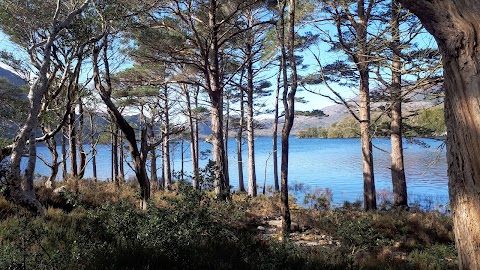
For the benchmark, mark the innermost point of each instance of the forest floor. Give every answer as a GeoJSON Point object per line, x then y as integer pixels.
{"type": "Point", "coordinates": [98, 225]}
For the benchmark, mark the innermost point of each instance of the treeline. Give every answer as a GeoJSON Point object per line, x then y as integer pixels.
{"type": "Point", "coordinates": [181, 63]}
{"type": "Point", "coordinates": [425, 123]}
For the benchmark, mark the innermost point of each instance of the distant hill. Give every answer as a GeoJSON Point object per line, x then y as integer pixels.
{"type": "Point", "coordinates": [414, 101]}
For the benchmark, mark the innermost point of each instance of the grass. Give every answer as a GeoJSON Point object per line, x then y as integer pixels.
{"type": "Point", "coordinates": [100, 227]}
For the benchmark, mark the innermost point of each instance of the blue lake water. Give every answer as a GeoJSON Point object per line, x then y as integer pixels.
{"type": "Point", "coordinates": [317, 163]}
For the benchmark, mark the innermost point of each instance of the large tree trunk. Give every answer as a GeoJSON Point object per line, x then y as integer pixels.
{"type": "Point", "coordinates": [252, 177]}
{"type": "Point", "coordinates": [81, 152]}
{"type": "Point", "coordinates": [167, 170]}
{"type": "Point", "coordinates": [218, 145]}
{"type": "Point", "coordinates": [138, 158]}
{"type": "Point", "coordinates": [72, 140]}
{"type": "Point", "coordinates": [63, 141]}
{"type": "Point", "coordinates": [362, 61]}
{"type": "Point", "coordinates": [370, 201]}
{"type": "Point", "coordinates": [215, 90]}
{"type": "Point", "coordinates": [35, 95]}
{"type": "Point", "coordinates": [193, 142]}
{"type": "Point", "coordinates": [226, 137]}
{"type": "Point", "coordinates": [288, 103]}
{"type": "Point", "coordinates": [399, 182]}
{"type": "Point", "coordinates": [115, 155]}
{"type": "Point", "coordinates": [455, 25]}
{"type": "Point", "coordinates": [153, 159]}
{"type": "Point", "coordinates": [275, 133]}
{"type": "Point", "coordinates": [241, 185]}
{"type": "Point", "coordinates": [94, 147]}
**********
• WHAT NEEDS TO BE DONE:
Write out all of the lines above word for word, but leave out the pictures.

• WRITTEN RESPONSE:
For the benchmark, mark the innermost point of each instance of the forest floor. Give every answer as a GeoJSON Point object per line, x then y as integer pixels.
{"type": "Point", "coordinates": [98, 225]}
For the benchmark, mark the innermost point of each instance of the treeline. Give every answer as a GeoJSON Point object per line, x then y as integer pixels.
{"type": "Point", "coordinates": [181, 63]}
{"type": "Point", "coordinates": [425, 123]}
For the benchmark, mark the innermost point of each instance of the distant hill. Give every answer as a GeoJSON Point object per line, x then y as integer pixels.
{"type": "Point", "coordinates": [414, 101]}
For the benchmark, mark the innermost point of each instance of the grass. Give every answer as a GeoJSON Point object per line, x then y as integer pixels.
{"type": "Point", "coordinates": [100, 227]}
For the benchmark, mark the innermost point of each instance of the blue lake water. Give every answer as a GeoJSON Point object per line, x then y as integer pixels.
{"type": "Point", "coordinates": [317, 163]}
For the benchmark, mark the innermost point of each instance of the large tree trunk. Give every answer as a GeoJSON Point object per line, x then y as integer pixels.
{"type": "Point", "coordinates": [252, 177]}
{"type": "Point", "coordinates": [81, 152]}
{"type": "Point", "coordinates": [167, 170]}
{"type": "Point", "coordinates": [218, 145]}
{"type": "Point", "coordinates": [138, 158]}
{"type": "Point", "coordinates": [72, 140]}
{"type": "Point", "coordinates": [63, 141]}
{"type": "Point", "coordinates": [362, 61]}
{"type": "Point", "coordinates": [370, 201]}
{"type": "Point", "coordinates": [215, 90]}
{"type": "Point", "coordinates": [35, 95]}
{"type": "Point", "coordinates": [193, 142]}
{"type": "Point", "coordinates": [226, 137]}
{"type": "Point", "coordinates": [288, 103]}
{"type": "Point", "coordinates": [399, 182]}
{"type": "Point", "coordinates": [115, 155]}
{"type": "Point", "coordinates": [455, 25]}
{"type": "Point", "coordinates": [153, 159]}
{"type": "Point", "coordinates": [275, 133]}
{"type": "Point", "coordinates": [241, 185]}
{"type": "Point", "coordinates": [94, 147]}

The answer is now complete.